● Record extracts:
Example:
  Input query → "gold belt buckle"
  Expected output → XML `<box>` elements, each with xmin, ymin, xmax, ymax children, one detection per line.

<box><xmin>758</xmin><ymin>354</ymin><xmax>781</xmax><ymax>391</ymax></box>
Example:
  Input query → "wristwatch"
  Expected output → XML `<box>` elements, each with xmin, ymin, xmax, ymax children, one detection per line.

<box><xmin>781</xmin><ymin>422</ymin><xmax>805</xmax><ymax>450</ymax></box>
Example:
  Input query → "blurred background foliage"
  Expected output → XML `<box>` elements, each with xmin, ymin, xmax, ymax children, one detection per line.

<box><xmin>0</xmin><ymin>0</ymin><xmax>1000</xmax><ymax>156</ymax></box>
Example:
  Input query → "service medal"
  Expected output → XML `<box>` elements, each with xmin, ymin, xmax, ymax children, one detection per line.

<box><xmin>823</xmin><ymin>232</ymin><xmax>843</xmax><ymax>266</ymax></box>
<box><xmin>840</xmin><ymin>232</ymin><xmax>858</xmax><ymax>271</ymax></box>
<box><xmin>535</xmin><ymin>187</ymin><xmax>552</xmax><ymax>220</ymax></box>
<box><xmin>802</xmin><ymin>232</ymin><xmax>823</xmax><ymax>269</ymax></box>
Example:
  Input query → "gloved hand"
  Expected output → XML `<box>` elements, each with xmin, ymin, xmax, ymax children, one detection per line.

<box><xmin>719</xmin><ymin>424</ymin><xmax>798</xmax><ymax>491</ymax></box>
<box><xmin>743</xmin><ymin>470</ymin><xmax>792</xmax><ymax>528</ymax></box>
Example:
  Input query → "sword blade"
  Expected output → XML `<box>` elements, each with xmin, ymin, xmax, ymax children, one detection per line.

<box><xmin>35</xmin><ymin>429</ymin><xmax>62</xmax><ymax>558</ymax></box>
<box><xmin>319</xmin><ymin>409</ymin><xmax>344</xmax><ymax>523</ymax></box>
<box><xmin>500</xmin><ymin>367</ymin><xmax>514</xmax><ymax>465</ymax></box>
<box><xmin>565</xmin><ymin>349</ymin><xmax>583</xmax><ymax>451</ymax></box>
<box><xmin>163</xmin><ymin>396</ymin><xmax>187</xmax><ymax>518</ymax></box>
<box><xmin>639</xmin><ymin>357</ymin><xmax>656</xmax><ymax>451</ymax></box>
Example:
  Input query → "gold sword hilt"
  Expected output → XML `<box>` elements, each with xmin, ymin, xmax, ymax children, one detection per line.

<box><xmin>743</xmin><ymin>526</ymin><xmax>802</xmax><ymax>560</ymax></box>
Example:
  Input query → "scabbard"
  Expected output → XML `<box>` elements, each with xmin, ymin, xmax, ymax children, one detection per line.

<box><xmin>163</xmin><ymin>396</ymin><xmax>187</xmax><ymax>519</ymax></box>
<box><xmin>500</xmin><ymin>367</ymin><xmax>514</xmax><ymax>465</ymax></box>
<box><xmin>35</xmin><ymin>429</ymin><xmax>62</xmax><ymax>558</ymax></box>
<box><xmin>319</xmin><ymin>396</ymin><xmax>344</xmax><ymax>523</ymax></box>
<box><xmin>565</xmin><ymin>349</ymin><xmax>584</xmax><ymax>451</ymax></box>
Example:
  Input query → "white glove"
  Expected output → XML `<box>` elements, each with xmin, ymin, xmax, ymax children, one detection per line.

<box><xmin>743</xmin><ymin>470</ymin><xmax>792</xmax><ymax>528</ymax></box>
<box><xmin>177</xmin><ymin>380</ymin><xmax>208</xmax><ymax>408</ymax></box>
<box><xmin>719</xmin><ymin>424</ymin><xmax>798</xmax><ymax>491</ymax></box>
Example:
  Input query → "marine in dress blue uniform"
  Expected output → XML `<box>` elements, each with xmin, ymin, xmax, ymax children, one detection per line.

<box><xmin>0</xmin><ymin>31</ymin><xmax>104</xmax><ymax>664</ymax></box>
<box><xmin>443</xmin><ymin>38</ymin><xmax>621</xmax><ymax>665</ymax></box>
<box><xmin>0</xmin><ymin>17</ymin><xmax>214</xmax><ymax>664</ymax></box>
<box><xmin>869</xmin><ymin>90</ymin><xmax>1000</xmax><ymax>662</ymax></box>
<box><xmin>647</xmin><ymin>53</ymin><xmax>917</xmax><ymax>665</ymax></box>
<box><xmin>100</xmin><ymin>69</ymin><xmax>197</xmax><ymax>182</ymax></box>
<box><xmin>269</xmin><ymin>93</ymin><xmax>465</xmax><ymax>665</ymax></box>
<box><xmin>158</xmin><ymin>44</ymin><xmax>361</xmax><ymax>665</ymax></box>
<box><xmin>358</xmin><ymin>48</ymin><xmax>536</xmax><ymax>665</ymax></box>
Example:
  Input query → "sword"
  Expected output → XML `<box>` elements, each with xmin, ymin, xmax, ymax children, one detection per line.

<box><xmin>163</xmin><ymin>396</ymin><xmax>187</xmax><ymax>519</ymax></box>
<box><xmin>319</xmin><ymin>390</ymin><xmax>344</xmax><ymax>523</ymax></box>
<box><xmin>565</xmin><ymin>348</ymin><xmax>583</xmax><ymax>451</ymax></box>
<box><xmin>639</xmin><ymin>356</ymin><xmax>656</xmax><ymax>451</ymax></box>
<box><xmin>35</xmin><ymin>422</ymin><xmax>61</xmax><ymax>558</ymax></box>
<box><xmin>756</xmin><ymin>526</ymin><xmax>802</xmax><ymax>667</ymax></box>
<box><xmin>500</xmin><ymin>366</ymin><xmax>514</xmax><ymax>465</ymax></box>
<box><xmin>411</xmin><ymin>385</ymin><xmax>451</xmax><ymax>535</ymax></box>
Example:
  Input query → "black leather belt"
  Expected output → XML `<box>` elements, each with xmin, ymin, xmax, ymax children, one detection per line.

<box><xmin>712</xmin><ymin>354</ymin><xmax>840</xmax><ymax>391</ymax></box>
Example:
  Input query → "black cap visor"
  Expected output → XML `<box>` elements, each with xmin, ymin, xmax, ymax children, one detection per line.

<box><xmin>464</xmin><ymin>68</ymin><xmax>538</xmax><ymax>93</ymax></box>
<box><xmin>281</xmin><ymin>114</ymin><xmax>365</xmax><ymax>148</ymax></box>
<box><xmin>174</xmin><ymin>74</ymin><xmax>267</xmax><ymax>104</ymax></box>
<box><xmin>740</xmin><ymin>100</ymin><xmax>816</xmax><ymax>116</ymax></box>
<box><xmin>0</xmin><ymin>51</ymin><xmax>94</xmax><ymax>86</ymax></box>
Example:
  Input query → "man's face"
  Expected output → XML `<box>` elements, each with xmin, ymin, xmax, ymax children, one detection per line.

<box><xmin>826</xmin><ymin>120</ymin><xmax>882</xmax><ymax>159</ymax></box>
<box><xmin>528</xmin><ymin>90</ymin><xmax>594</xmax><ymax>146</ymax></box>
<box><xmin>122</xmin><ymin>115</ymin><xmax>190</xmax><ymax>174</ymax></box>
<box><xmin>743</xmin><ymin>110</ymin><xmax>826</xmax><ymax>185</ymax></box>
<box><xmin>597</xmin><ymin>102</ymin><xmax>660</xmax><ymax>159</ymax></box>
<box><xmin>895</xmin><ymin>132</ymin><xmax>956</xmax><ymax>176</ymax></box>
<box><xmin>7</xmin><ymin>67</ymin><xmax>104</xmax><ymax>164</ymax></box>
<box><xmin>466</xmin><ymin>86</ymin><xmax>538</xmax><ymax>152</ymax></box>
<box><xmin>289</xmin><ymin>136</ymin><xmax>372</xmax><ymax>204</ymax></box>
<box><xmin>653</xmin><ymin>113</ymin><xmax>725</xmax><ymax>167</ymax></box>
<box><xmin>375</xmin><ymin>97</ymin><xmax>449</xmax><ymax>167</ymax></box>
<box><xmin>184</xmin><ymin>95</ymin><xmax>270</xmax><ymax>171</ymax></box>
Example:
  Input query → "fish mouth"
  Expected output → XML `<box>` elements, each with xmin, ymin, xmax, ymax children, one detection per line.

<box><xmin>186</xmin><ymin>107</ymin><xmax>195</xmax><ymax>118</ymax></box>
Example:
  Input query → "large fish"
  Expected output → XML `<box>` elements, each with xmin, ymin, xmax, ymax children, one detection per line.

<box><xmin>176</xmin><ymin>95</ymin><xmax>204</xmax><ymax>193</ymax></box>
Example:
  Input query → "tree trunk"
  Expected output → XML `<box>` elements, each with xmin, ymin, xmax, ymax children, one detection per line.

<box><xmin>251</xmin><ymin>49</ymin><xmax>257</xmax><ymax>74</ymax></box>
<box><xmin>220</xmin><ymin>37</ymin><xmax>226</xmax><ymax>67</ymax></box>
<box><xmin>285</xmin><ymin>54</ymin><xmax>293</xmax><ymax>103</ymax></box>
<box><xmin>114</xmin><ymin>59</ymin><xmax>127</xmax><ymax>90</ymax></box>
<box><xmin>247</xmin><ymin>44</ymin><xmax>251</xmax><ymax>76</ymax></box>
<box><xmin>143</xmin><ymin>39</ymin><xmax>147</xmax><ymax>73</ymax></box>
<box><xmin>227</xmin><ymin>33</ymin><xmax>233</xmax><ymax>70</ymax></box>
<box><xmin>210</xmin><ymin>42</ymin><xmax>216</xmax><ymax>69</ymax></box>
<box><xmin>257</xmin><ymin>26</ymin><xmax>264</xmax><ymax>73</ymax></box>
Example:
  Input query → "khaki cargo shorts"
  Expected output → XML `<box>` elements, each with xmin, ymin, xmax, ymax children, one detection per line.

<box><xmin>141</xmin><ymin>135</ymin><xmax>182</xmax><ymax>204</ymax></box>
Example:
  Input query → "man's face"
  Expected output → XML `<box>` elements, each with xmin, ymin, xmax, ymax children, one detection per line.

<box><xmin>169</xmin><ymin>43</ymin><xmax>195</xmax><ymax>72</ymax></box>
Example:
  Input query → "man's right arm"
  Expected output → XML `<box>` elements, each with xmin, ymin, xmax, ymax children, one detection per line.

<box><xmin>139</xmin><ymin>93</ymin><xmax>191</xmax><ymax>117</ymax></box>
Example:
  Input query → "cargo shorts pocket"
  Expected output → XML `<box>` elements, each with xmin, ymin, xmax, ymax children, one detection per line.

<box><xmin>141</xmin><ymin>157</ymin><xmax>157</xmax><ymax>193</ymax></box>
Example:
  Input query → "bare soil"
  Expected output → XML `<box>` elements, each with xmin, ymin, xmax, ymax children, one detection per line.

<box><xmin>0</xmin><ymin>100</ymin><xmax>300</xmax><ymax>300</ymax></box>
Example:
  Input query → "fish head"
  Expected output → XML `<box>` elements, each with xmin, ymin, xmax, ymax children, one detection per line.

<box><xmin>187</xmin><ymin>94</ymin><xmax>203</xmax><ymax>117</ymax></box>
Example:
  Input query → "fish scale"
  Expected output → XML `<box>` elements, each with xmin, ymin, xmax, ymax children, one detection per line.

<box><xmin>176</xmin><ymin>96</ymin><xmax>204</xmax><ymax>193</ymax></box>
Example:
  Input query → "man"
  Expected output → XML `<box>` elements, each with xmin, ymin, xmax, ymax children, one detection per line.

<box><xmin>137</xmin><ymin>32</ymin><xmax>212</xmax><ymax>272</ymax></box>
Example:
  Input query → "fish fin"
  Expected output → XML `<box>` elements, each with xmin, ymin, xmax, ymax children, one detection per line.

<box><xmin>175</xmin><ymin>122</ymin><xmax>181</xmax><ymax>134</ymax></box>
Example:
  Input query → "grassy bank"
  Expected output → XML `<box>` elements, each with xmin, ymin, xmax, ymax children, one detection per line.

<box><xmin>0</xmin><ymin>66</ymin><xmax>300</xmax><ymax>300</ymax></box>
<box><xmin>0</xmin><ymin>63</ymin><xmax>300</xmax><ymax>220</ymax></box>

● To be done: Which lines in the records above contain the string "shorts"? Collect every one of them in full, counting only matches with the same capitalization.

● Response for this exercise:
  Input query → "khaki cargo shorts"
  Input query → "cargo shorts pocket"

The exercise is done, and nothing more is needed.